# Exercise requirements
a - Translate this sentence from the sunflower seed passage into Spanish: "The body uses pantothenic acid in its metabolism and in the synthesis of hormones and blood."
b - From the sunflower seed passage, transcribe the section from "The body uses iron" to "have 27 mcg.".

# Source document
--- --- ---

For a peek inside that seed, the U.S. Department of Agriculture’s nutritional database on edible plants offers a string of numbers that hold the secret of its goodness. Below are some of sunflower seeds’ components and a description of their possible benefits; the nutritional figures are based on the edible portion of 1 cup of seeds in their hulls, or 46 g of kernels–perhaps what the average person would consume, at least on a heavy snacking day.
Vitamin E. Sunflower seeds are a good source of this powerful antioxidant, which is believed to prevent cancer and cardiovascular disease and slow the effects of aging, among other benefits. The Recommended Dietary Allowance (RDA) for vitamin E is 8 to 10 mg; 46 g of sunflower seeds delivers 23 mg.
B-Complex Vitamins. Sunflowers offer a good supply of B vitamins, which help metabolize carbohydrates, fats, and proteins. Specifically, sunflowers contain B6, folate, and pantothenic acid. Vitamin B6 is vital for the maintenance of almost all body functions and can affect both physical and mental health. The cup of sunflower seeds in their hulls has 0.35 mg of B6, compared to the RDA of 1.6 to 2 mg.
Folate, or folic acid, is involved in the metabolism of protein, the formation of red blood cells, and the transmission of nerve impulses, among other activities, and can affect mood, sleep, appetite, and the immune system. The RDA for folic acid is 180 to 200 mcg, more for pregnant and nursing women; sunflower seeds have 105 mcg.
The body uses pantothenic acid in its metabolism and in the synthesis of hormones and blood. It’s also known as the anti-stress vitamin. The level recommended by the National Research Council is 4 to 7 mg; sunflower seeds have 3 mg.
Minerals. The minerals found in substantial quantities in sunflower seeds include phosphorus, iron, and selenium. Phosphorus is important in maintaining healthy bones and teeth and sustaining energy levels, and is vital to the growth and maintenance of all body tissue. The RDA for phosphorus is 800 mg; you can get 324 mg from that cup of sunflower seeds in their shells.
The body uses iron to make red blood cells, produce energy, maintain the immune system, and other functions. The RDA is 10 mg for adults, half again as much for women of childbearing age; sunflower seeds deliver 3 mg.
Sunflower seeds contain vitamins E and B, and substantial quantities of phosphorous, iron, and selenium.
The body needs selenium, a trace mineral, to activate an antioxidant enzyme that is credited with a wide variety of effects, including lowering the risk of heart disease and relieving anxiety and depression. The RDA is 55 to 70 mcg; sunflower seeds have 27 mcg.
Amino acids. These are the building blocks that make up the proteins in every cell in the body. Sunflowers are an excellent source of two amino acids in particular, phenylalanine and arginine. In fact, sunflower seeds are one of the best sources of phenylalanine, a chemical that plays a role in the formation of neurotransmitters and is involved in controlling pain. Jim Duke, a longtime medicinal-plant researcher for the USDA and a leading authority on healing herbs, states it definitively in his book The Green Pharmacy (Rodale, 1997): “If I were in pain, I’d eat a handful of sunflower seeds . . . and use ground seeds in a poultice on painful areas.”

--- --- ---

# Provided information
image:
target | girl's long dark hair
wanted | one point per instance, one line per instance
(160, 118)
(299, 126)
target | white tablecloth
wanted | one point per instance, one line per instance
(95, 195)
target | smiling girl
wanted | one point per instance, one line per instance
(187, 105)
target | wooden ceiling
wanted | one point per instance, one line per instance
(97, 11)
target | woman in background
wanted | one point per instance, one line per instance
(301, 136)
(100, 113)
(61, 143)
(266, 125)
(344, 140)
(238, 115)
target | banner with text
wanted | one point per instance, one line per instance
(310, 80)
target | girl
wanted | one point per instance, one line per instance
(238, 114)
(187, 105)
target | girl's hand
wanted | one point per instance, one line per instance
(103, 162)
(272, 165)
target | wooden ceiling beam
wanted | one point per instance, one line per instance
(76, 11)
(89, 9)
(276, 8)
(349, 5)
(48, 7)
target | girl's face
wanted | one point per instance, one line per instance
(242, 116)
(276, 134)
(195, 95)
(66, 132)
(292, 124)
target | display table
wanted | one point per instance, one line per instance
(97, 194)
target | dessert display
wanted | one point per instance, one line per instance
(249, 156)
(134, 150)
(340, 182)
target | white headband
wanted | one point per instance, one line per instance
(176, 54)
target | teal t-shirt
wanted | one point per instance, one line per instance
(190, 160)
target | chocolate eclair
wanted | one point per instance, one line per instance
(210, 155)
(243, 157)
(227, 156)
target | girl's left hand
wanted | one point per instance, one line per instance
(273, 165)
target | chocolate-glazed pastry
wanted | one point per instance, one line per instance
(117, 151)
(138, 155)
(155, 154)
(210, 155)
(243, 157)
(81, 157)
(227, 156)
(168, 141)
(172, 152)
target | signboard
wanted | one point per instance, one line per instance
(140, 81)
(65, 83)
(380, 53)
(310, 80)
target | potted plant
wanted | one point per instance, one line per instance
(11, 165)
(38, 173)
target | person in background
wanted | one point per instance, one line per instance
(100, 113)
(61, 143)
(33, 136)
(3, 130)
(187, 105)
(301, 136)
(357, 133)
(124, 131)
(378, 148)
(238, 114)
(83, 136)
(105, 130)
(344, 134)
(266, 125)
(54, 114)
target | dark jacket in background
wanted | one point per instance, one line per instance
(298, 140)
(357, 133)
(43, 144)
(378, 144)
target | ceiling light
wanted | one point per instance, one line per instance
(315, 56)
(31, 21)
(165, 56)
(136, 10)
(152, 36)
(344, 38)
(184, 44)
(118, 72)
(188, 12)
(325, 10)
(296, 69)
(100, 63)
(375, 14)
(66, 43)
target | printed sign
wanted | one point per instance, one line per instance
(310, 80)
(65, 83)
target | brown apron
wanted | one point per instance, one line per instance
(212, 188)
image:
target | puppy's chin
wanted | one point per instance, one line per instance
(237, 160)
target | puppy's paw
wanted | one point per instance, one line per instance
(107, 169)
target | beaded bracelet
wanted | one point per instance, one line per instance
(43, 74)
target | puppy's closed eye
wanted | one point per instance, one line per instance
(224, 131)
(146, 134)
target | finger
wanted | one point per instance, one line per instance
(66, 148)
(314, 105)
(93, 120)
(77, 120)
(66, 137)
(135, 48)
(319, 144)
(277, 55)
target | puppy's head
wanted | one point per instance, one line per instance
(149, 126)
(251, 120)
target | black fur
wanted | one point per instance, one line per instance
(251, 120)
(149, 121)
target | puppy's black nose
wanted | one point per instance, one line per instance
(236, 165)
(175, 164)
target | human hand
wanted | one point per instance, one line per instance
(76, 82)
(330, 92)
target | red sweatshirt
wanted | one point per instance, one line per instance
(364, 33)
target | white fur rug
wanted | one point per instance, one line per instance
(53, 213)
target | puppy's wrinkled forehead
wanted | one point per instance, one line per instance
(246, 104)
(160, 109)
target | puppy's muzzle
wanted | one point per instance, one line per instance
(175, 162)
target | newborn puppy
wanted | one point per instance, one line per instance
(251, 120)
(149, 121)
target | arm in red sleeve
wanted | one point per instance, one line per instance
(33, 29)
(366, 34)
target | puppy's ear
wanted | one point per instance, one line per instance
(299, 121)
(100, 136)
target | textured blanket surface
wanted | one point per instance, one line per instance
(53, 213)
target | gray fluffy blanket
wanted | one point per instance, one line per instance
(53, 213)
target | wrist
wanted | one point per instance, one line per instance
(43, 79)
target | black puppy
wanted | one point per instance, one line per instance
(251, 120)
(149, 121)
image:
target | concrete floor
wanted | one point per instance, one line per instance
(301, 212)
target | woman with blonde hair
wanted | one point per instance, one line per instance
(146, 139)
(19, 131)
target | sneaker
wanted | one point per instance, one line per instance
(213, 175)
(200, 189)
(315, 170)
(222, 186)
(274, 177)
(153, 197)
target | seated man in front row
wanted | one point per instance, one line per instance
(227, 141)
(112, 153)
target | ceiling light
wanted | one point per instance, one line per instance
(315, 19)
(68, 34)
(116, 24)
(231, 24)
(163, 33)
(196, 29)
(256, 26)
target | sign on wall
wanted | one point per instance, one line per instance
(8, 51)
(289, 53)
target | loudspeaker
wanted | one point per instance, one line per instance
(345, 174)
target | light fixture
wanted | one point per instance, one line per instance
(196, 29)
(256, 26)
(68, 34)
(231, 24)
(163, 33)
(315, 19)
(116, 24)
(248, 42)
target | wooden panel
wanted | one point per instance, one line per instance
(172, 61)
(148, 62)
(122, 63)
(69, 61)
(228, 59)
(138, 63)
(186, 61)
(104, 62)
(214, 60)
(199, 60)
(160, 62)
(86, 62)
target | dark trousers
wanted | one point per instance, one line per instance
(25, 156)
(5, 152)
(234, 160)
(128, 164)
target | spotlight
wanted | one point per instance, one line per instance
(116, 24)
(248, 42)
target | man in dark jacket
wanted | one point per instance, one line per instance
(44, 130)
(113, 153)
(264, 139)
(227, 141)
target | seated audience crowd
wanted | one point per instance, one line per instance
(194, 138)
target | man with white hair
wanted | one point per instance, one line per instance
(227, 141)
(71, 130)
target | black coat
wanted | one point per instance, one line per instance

--- --- ---

# Answers to the exercise
a - El cuerpo utiliza el ácido pantoténico en su metabolismo y en la síntesis de hormonas y de sangre.

b -
The body uses iron to make red blood cells, produce energy, maintain the immune system, and other functions. The RDA is 10 mg for adults, half again as much for women of childbearing age; sunflower seeds deliver 3 mg.
Sunflower seeds contain vitamins E and B, and substantial quantities of phosphorous, iron, and selenium.
The body needs selenium, a trace mineral, to activate an antioxidant enzyme that is credited with a wide variety of effects, including lowering the risk of heart disease and relieving anxiety and depression. The RDA is 55 to 70 mcg; sunflower seeds have 27 mcg.